◆ Given problem ◆
Everything from the line with "In this exercise you will indicate the spoon" through the last line of the records below should be copied exactly, both ends included.

Coordinate annotation entries:
__________

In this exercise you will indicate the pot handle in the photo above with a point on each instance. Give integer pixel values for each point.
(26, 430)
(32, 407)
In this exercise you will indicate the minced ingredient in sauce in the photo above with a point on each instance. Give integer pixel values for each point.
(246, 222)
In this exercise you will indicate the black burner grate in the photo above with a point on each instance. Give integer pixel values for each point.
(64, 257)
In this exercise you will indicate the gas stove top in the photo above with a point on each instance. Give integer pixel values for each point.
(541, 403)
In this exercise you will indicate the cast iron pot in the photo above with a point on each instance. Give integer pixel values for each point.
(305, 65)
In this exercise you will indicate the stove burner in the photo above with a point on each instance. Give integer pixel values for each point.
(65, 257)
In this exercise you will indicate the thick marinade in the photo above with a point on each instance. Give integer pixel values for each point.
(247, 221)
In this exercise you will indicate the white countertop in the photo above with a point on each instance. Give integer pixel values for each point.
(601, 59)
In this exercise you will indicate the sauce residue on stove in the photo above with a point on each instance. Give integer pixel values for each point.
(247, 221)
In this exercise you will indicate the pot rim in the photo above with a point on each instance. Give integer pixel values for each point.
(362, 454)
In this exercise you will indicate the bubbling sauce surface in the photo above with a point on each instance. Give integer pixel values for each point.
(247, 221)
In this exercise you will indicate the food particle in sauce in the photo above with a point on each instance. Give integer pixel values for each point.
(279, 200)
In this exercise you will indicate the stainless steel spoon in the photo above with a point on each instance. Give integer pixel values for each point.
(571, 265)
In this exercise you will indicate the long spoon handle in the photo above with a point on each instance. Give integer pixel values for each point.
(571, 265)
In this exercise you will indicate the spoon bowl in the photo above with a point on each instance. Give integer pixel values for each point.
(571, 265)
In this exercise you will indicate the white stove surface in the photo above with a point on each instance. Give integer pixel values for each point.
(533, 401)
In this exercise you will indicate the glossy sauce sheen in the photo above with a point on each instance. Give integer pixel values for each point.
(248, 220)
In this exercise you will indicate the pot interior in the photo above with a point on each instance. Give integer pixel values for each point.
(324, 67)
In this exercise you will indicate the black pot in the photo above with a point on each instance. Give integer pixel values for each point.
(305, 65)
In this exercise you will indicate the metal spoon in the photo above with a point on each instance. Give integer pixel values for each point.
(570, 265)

__________

◆ In response ◆
In this exercise you will indicate the spoon bowl in the photo above with a point on each instance. Give integer pixel values for each point.
(571, 265)
In this exercise you will indicate the white stove surface in the photo above with a point on each instance. Give integer pixel values for each point.
(533, 401)
In this exercise you will indicate the glossy sauce sheen in the photo above with a point on each instance. Give integer pixel values for each point.
(248, 220)
In this exercise you will indicate the pot interior in the photo above with a point on each instance. Give integer pixel values for each point.
(324, 67)
In this exercise you will indicate the black pot in the photo above with a point on each instance. Give integer pixel values for each point.
(305, 65)
In this exercise you will indicate the metal spoon in the photo above with a point on each instance. Give integer pixel values for each point.
(570, 265)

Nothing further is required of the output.